● **Task to carry out**: Lines before the one containing "form: [[990, 651]]." are excluded; retype that line and all remaining lines of the material exactly.

[START OF Provided records]

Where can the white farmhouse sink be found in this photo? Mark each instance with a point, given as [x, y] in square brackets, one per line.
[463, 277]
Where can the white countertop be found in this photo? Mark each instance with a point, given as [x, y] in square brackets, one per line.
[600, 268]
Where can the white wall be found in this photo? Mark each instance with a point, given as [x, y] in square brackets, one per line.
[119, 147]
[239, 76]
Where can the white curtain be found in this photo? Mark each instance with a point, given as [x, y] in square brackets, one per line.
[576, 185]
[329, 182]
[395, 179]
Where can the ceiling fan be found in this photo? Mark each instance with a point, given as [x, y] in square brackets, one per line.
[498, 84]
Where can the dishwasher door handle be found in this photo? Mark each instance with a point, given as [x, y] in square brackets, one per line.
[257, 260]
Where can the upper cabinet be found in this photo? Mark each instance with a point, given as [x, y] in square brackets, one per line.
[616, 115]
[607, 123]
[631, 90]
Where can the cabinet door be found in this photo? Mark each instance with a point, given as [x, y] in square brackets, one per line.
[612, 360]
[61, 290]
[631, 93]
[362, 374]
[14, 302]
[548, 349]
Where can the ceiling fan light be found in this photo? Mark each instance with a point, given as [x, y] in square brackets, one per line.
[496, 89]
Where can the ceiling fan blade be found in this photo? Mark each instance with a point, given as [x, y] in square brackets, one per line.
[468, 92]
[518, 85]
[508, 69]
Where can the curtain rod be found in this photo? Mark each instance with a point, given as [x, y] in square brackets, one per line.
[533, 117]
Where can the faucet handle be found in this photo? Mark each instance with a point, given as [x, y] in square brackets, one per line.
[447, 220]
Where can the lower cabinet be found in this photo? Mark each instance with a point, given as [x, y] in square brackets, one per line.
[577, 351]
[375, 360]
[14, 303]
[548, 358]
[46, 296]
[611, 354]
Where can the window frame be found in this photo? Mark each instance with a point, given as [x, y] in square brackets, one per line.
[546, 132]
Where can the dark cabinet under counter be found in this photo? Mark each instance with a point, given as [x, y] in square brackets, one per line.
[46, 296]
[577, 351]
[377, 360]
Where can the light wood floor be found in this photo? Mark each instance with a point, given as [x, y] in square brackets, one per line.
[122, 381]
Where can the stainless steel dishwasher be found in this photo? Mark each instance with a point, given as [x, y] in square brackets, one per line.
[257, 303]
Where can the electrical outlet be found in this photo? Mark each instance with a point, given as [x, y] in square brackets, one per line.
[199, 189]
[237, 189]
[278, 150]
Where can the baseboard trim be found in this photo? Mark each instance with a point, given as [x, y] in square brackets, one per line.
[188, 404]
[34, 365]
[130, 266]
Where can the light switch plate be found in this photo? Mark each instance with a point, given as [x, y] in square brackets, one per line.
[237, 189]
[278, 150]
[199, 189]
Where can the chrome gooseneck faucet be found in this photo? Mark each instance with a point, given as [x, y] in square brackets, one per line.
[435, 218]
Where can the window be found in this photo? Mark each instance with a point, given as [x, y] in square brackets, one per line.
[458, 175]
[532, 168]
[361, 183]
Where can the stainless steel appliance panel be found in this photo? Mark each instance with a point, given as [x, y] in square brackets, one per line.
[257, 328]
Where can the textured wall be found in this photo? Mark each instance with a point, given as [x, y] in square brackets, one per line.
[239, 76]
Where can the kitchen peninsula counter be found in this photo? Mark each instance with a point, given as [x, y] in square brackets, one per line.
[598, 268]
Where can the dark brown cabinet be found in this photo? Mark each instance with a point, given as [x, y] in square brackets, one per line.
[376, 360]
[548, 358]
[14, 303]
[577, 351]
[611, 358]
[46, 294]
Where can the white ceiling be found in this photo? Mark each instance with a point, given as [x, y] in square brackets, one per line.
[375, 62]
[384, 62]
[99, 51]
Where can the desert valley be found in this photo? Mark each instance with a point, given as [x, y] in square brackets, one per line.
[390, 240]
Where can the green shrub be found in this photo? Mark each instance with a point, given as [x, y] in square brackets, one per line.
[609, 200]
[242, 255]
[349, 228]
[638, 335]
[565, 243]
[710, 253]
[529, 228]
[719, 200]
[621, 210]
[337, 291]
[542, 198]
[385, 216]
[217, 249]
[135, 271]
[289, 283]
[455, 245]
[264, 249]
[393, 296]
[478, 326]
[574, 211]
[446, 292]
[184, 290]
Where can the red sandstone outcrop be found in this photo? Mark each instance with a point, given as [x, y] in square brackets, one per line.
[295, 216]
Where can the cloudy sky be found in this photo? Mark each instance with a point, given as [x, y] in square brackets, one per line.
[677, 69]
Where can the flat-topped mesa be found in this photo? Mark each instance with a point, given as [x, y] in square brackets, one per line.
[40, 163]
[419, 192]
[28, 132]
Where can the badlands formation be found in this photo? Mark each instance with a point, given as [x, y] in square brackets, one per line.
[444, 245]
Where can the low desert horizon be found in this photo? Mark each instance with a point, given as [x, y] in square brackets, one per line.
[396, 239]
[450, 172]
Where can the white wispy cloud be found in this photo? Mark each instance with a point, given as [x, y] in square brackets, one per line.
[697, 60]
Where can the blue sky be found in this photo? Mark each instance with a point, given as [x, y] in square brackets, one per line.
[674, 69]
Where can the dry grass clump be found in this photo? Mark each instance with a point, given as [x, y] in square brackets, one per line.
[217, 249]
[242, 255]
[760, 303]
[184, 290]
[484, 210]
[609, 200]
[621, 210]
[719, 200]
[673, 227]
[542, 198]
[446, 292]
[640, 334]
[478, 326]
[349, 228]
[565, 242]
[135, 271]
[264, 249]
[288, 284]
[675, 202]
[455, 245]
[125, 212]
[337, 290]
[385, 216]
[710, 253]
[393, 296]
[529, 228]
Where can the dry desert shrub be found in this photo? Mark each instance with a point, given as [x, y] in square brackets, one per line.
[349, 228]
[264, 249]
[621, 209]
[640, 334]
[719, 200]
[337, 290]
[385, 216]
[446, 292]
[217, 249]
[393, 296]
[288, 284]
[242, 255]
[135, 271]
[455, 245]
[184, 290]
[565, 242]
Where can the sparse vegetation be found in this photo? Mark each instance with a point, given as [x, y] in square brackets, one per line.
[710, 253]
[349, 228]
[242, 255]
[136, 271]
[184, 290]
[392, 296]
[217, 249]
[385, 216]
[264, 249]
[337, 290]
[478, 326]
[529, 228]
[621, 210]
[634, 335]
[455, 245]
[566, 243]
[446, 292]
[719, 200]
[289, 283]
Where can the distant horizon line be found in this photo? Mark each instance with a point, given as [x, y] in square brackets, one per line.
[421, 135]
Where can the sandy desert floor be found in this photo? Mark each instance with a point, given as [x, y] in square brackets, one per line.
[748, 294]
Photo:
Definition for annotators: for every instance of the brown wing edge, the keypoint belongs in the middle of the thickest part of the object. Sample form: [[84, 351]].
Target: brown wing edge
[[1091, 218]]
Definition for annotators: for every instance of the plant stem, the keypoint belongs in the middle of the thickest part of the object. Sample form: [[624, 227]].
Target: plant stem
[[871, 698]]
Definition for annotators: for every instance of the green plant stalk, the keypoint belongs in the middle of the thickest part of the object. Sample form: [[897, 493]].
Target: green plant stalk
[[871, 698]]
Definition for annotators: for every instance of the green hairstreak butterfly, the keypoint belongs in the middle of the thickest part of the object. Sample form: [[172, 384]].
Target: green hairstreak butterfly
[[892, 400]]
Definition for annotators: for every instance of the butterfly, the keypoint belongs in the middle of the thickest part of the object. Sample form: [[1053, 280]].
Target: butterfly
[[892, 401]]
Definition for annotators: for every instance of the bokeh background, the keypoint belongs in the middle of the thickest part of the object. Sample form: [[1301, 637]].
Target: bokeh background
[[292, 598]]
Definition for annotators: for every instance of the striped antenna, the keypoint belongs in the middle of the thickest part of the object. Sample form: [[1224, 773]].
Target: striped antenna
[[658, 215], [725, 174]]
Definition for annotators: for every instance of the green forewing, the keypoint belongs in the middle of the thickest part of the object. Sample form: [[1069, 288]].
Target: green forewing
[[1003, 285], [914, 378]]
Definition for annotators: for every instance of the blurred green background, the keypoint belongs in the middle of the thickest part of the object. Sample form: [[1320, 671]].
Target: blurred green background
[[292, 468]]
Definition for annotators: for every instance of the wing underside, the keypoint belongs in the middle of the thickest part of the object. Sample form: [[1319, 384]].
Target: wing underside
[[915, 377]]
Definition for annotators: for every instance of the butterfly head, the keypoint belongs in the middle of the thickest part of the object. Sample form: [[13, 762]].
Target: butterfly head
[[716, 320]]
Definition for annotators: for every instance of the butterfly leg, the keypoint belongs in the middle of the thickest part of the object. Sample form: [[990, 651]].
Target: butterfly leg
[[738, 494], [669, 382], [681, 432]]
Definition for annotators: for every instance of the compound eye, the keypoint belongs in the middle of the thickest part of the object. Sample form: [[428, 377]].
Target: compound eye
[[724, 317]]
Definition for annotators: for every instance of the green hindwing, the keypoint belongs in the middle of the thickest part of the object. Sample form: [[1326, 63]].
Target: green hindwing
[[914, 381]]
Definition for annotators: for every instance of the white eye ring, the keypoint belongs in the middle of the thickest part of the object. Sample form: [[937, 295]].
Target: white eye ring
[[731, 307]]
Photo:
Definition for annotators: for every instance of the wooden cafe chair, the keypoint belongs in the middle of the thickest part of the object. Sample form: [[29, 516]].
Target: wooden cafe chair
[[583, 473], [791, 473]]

[END OF Provided records]

● **Full solution**:
Definition for annotators: for every instance of the butterfly leg, the keypoint belongs in the middle of the thickest part of the object. Sample form: [[990, 651]].
Target: butterfly leg
[[738, 494], [669, 382], [681, 432]]
Definition for annotators: for every instance of the compound eye, the keypoint belongs in the middle of the thickest part of the object. Sample form: [[428, 377]].
Target: compound eye
[[724, 317]]
Definition for annotators: for every instance of the green hindwing, the keypoint belongs in the middle of the thickest part of the object. Sample form: [[1326, 63]].
Target: green hindwing
[[914, 381]]
Definition for annotators: for every instance of the white eye ring, the keypoint belongs in the middle of the thickest part of the object. Sample form: [[937, 295]].
Target: white eye ring
[[731, 307]]
Photo:
Definition for annotators: for every instance of the wooden cafe chair, the keypoint belongs in the middle of the thickest part of the object. Sample form: [[29, 516]].
Target: wooden cafe chair
[[583, 473], [791, 473]]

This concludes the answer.